WHAT THE EXERCISE ASKS: Transcribe everything in the records, dropping and changing nothing.

▶

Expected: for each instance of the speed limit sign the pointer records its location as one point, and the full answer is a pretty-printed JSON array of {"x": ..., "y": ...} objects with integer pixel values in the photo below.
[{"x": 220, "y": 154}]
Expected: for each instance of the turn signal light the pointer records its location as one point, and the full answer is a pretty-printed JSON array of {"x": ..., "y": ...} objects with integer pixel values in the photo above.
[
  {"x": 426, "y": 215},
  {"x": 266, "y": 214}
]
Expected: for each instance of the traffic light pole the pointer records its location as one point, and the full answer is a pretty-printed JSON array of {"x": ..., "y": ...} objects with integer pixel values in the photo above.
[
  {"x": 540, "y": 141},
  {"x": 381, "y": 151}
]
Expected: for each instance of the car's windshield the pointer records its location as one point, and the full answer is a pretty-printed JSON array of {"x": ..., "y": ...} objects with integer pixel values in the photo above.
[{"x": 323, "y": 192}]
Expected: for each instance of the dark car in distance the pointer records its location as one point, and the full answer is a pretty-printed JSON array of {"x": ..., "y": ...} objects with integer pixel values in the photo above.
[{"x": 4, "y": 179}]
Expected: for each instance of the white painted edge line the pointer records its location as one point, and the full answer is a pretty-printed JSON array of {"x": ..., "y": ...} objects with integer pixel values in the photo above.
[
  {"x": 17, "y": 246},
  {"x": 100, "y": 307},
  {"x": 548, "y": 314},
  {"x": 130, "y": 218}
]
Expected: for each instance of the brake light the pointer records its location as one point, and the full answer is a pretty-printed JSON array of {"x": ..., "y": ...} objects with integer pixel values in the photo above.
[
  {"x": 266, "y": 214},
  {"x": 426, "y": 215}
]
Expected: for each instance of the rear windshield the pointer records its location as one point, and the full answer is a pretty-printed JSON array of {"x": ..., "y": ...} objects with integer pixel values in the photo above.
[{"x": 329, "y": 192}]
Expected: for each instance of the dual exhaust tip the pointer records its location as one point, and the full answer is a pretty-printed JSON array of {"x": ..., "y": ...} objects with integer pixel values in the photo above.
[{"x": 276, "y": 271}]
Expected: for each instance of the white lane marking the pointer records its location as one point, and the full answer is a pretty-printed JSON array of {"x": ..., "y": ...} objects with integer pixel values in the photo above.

◀

REPLY:
Expected: for each instance of the speed limit sign the pointer records its location as one point, and the full answer is a pretty-printed JSON array of {"x": ..., "y": ...} objects with integer pixel values in the photo below.
[{"x": 220, "y": 154}]
Expected: for each instance of the turn signal light the pointer records its location as one point, and the full answer is a pretty-printed JSON array of {"x": ..., "y": ...} objects with integer pixel values in the photo above.
[
  {"x": 426, "y": 215},
  {"x": 266, "y": 214}
]
Expected: for each instance of the traffic light pole the pointer records its location as one point, and the full answer is a pretty-printed JSON array of {"x": ..., "y": ...} objects with integer pixel values in the photo above.
[
  {"x": 540, "y": 141},
  {"x": 381, "y": 151}
]
Expected: for each instance of the car's windshield the pointer records its location as one point, and the full answer is a pretty-printed JSON array of {"x": ..., "y": ...} objects with integer pixel values in the photo above.
[{"x": 323, "y": 192}]
Expected: for each instance of the dark car in distance the pointer records its location as one point, and the full answer is a pretty-printed JSON array of {"x": ..., "y": ...} objects with integer pixel values in the photo above.
[{"x": 4, "y": 179}]
Expected: for each instance of the white painted edge line the pointer records its location as one point, and the full answer is a pretty-printed JSON array of {"x": ..., "y": ...} objects with integer pixel values in the photo above.
[
  {"x": 17, "y": 246},
  {"x": 100, "y": 307},
  {"x": 548, "y": 314},
  {"x": 130, "y": 218}
]
Expected: for each instance of the brake light the pointer records its location as one point, and the full answer is a pretty-printed JSON array of {"x": ..., "y": ...} objects with integer pixel values in the photo above.
[
  {"x": 266, "y": 214},
  {"x": 426, "y": 215}
]
Expected: for each instance of the rear windshield the pointer records its location as one point, and the full answer is a pretty-printed JSON array of {"x": ..., "y": ...} objects with integer pixel values in the photo above.
[{"x": 329, "y": 192}]
Expected: for each instance of the dual exhaust tip the pointer records its location as one point, and the full answer is a pretty-printed JSON array of {"x": ..., "y": ...} objects with integer pixel values in the photo above.
[{"x": 276, "y": 271}]
Expected: for each instance of the white lane marking the pointer records its location as one point, and the full answer is a pretty-printed JSON array of {"x": ..., "y": ...} objects with integer pixel values in the photo above.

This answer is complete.